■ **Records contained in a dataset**
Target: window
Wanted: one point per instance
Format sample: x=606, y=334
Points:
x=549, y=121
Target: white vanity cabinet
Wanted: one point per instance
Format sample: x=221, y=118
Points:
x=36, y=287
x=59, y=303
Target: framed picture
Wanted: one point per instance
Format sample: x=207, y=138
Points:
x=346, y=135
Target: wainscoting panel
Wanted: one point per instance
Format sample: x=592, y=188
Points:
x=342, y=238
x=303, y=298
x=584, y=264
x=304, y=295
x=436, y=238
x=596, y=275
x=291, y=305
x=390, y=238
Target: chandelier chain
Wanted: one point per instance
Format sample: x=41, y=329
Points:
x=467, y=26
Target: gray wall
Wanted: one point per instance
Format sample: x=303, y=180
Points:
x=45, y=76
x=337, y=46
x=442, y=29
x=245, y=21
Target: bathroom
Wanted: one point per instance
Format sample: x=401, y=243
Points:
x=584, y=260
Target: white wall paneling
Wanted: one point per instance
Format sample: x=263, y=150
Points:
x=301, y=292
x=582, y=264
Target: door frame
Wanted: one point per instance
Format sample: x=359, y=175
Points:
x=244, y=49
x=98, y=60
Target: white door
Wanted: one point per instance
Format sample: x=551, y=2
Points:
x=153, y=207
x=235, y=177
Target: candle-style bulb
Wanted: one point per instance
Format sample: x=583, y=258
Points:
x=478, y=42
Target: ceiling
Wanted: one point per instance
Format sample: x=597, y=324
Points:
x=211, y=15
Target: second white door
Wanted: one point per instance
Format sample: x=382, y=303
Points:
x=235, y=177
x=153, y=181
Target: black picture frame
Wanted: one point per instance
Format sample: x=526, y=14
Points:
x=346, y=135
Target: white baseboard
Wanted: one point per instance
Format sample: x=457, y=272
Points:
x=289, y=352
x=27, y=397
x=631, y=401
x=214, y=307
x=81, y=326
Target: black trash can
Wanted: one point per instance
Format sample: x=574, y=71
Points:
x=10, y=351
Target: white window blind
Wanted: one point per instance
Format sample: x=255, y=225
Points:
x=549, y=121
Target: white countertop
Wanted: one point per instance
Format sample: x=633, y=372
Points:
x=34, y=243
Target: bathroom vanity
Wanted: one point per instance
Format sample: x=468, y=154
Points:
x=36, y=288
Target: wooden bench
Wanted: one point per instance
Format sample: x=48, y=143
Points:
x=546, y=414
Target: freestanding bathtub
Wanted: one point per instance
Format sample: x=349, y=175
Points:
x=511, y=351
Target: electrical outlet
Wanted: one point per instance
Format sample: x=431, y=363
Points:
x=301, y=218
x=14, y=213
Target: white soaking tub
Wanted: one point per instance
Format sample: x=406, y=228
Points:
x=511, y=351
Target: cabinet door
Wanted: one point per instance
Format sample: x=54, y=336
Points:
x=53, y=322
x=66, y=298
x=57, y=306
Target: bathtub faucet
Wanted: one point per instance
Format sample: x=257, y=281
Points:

■ **Requirement**
Each record must be returned exactly as it is written.

■ **Response below**
Target: window
Wanted: one point per instance
Format sample: x=606, y=334
Points:
x=549, y=121
Target: white vanity cabinet
Wanted: one point per instance
Format sample: x=221, y=118
Points:
x=36, y=287
x=59, y=303
Target: framed picture
Wanted: one point per instance
Format sample: x=207, y=138
Points:
x=346, y=135
Target: wainscoting panel
Wanted: one point per instance
Format sample: x=592, y=188
Points:
x=342, y=238
x=303, y=298
x=584, y=264
x=304, y=295
x=436, y=238
x=596, y=275
x=291, y=305
x=390, y=238
Target: chandelier chain
Wanted: one point per instance
Format sample: x=41, y=329
Points:
x=467, y=26
Target: gray wall
Wanted: one point per instance
Format sample: x=303, y=180
Points:
x=45, y=76
x=337, y=46
x=442, y=29
x=245, y=21
Target: bathroom
Wanted: one point per instance
Format sample: x=401, y=243
Points:
x=584, y=260
Target: white wall paneling
Wanted: one point per instance
Format sample: x=263, y=150
Points:
x=301, y=292
x=582, y=264
Target: door frame
Wanted: one point per instance
Format sample: x=359, y=175
Points:
x=244, y=49
x=98, y=60
Target: white door
Wanted: one point per instance
Format sample: x=551, y=2
Points:
x=153, y=207
x=235, y=177
Target: candle-style bulb
Wanted: one point per instance
Format sample: x=583, y=258
Points:
x=478, y=42
Target: ceiling
Wanted: one point per instance
Format sample: x=597, y=324
Points:
x=211, y=15
Target: second white door
Wanted: one point per instance
Format sample: x=382, y=303
Points:
x=235, y=177
x=153, y=181
Target: black picture frame
Wanted: one point per instance
Format sample: x=526, y=14
Points:
x=346, y=135
Target: white baseboard
Wanted: one point per instance
Format sample: x=457, y=272
Points:
x=289, y=352
x=27, y=397
x=631, y=401
x=214, y=307
x=81, y=326
Target: black trash can
Wanted: one point per instance
Format sample: x=574, y=71
Points:
x=10, y=351
Target: white window blind
Wanted: one point per instance
Format sample: x=255, y=225
Points:
x=549, y=121
Target: white countertop
Wanted: one point per instance
Format sample: x=633, y=372
Points:
x=34, y=243
Target: bathroom vanity
Wanted: one point per instance
Format sample: x=468, y=154
Points:
x=36, y=288
Target: wooden bench
Wanted: one point per instance
Format sample: x=48, y=143
Points:
x=546, y=414
Target: freestanding bathtub
Wanted: one point per instance
Format sample: x=349, y=175
Points:
x=511, y=351
Target: electrical outlet
Wanted: one point per instance
Format sample: x=431, y=363
Points:
x=301, y=218
x=14, y=213
Target: white soaking tub
Wanted: one point per instance
Format sample: x=406, y=228
Points:
x=511, y=351
Target: cabinet door
Wanted: one point per instance
Format sample: x=54, y=336
Points:
x=53, y=322
x=66, y=298
x=57, y=306
Target: bathtub faucet
Wanted: one point per instance
Format sample: x=257, y=281
Points:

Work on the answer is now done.